Saved entries
____________________

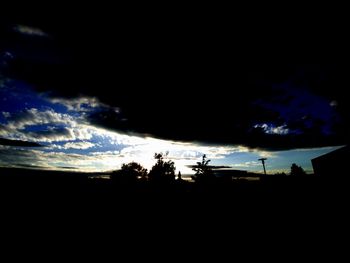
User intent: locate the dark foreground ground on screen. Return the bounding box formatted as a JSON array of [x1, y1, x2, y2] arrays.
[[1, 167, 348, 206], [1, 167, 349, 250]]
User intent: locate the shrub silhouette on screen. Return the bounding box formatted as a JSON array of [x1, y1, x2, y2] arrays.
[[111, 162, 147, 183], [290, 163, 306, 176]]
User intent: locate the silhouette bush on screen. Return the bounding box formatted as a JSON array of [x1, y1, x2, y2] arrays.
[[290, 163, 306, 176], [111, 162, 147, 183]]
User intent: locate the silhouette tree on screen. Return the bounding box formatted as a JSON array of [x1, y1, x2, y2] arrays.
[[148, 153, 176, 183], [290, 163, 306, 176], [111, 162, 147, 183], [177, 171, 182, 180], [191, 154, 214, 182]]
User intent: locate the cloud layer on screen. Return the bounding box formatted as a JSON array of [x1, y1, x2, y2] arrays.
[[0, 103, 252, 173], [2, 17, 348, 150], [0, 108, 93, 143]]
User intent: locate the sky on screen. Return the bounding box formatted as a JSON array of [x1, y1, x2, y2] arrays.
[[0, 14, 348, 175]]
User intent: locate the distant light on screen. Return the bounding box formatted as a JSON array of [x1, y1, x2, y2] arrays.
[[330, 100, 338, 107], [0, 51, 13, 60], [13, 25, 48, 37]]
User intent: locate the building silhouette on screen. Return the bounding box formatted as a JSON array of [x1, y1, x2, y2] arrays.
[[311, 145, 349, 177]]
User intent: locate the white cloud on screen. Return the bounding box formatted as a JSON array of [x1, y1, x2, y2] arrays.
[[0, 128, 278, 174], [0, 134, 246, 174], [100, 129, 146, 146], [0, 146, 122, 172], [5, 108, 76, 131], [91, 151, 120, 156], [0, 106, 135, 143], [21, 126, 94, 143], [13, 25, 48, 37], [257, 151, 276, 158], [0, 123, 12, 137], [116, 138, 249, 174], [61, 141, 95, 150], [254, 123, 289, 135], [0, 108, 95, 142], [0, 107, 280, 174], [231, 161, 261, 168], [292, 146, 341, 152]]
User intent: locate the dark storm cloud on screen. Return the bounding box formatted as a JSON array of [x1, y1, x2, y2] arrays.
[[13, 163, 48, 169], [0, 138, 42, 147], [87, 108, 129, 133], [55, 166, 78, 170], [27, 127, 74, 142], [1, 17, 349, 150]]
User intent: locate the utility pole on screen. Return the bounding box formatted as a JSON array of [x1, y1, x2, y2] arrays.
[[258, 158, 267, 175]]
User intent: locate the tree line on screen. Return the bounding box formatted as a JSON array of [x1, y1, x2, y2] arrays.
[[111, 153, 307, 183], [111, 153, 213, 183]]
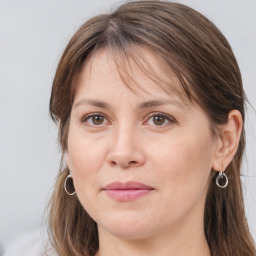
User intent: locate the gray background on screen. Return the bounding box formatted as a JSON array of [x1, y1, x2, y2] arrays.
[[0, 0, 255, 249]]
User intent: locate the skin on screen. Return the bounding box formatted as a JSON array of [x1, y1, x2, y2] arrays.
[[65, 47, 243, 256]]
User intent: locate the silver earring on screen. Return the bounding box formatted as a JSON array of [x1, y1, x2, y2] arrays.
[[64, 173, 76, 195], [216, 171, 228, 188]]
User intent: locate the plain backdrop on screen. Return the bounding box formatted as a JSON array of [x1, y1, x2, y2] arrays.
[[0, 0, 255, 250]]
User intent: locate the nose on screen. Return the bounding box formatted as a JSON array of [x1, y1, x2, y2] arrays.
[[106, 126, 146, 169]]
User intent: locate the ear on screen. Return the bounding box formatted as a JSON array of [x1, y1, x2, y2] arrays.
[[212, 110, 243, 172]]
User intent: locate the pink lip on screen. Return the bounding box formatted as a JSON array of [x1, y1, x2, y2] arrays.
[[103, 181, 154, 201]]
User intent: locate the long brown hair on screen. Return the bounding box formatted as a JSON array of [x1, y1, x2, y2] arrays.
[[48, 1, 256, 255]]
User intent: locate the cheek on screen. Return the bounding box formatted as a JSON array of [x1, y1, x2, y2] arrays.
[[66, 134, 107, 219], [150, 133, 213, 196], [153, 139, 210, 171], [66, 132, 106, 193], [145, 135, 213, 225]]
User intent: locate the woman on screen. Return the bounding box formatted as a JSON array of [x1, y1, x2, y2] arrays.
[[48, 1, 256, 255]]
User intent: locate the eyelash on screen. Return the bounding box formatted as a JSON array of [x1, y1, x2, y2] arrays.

____________________

- EXERCISE GOAL -
Please, without any pictures, retype the records exactly as they appear.

- TASK ANSWER -
User intent: locate the dark foreground ground on screen. Return the bounding box formatted as a JSON array of [x1, y1, x2, y2] arrays.
[[1, 167, 348, 206], [1, 167, 349, 250]]
User intent: locate the shrub silhouette on screen. Return the bounding box formatted as a JSON array of [x1, y1, x2, y2] arrays.
[[111, 162, 147, 183], [290, 163, 306, 176]]
User intent: locate the silhouette bush on screen. Return the bounding box formatted as a JSON array of [x1, y1, x2, y2] arrays.
[[290, 163, 306, 176], [111, 162, 147, 183]]
User intent: locate the silhouette tree on screen. Return the bounding box formatted as a JSON array of [x1, y1, x2, y2] arrays.
[[148, 153, 176, 183], [290, 163, 306, 176], [111, 162, 147, 183], [177, 171, 182, 180], [191, 154, 214, 182]]
User intent: locate the cloud layer on screen. Return the bounding box formatted as a JSON array of [x1, y1, x2, y2] arrays.
[[0, 103, 252, 173], [2, 17, 348, 150], [0, 108, 93, 143]]
User intent: locate the sky on screen. Return the bounding box formatted as a JSON array of [x1, y1, x2, y2] arrays.
[[0, 14, 348, 175]]
User intent: locate the distant light on screen. Return the bounding box formatted as a JSON array of [x1, y1, x2, y2] arrays.
[[330, 100, 338, 107], [0, 51, 13, 60], [13, 25, 48, 37]]
User intent: locate the building silhouette on screen. Return the bounding box formatted as a JSON array of [x1, y1, x2, y2] arrays.
[[311, 145, 349, 177]]
User intent: locate the white cloud on screen. Return the bounding box formatted as a JSON array of [x1, y1, x2, y2] arrays.
[[0, 128, 278, 174], [0, 134, 246, 174], [100, 129, 146, 146], [0, 146, 122, 172], [5, 108, 76, 131], [91, 151, 120, 156], [0, 106, 135, 143], [21, 126, 94, 143], [13, 25, 48, 37], [257, 151, 276, 158], [0, 123, 12, 137], [116, 138, 249, 174], [61, 141, 95, 150], [254, 123, 289, 135], [0, 108, 95, 142], [0, 107, 280, 174], [231, 161, 261, 168], [292, 146, 341, 152]]
User intent: locate the dark storm cloud on screen. Return the bounding box formatted as a JSON array of [x1, y1, x2, y2] arrays.
[[13, 163, 48, 169], [0, 138, 42, 147], [87, 108, 129, 133], [55, 166, 78, 170], [27, 127, 74, 142], [1, 17, 349, 150]]
User intent: locate the utility pole on screen. Return the bounding box formatted as a JSON array of [x1, y1, x2, y2] arrays.
[[258, 158, 267, 175]]
User intent: locate the tree line on screen. Return the bounding box formatted as a JSON array of [x1, y1, x2, y2] arrays.
[[111, 153, 307, 183], [111, 153, 213, 183]]
User intent: locate the gray background on screen. Return the bounding box formatted as a JSON array of [x1, y1, x2, y2] arrays.
[[0, 0, 255, 249]]
User intent: locate the skin on screen. Return the bounding box formatted as a JSON array of [x1, y1, x2, y2] arrays.
[[65, 47, 243, 256]]
User intent: locate the silver earring on screen. Return the bounding box formatted as a JSON array of [x1, y1, x2, y2] arrays.
[[64, 173, 76, 195], [216, 171, 228, 188]]
User intent: locate the plain backdrop on screen. Return the bounding box formatted as a JSON array of [x1, y1, x2, y2] arrays.
[[0, 0, 255, 250]]
User intent: locate the nose on screen. Return the bounding box formatted as a JSON array of [x1, y1, x2, y2] arrays.
[[106, 126, 146, 169]]
User intent: locate the ear on screen. Return the bounding box formatted as a JSON array of [x1, y1, x2, y2] arrays.
[[212, 110, 243, 172]]
User intent: locate the pink lip on screen. Return the bounding box formatted as a JSON array of [x1, y1, x2, y2] arrays.
[[103, 181, 154, 201]]
User intent: locate the long brown hair on screen. Return the bounding box formatted as a JSON array of [x1, y1, x2, y2] arrays.
[[48, 1, 256, 255]]
User intent: locate the cheek on screen. Return the bounding box formatted as a JSON array of [x1, y1, x2, y2] arrays.
[[66, 134, 107, 219], [150, 133, 213, 196], [153, 139, 210, 171], [66, 132, 106, 193], [145, 135, 213, 225]]
User intent: locate the woman on screen. Return the bounding box formatted as a JSON array of [x1, y1, x2, y2] arrays.
[[48, 1, 256, 255]]
User intent: locate the eyelash on screen. Return the bounding box formatted as a JSON array of [x1, y1, x2, y2] arrays.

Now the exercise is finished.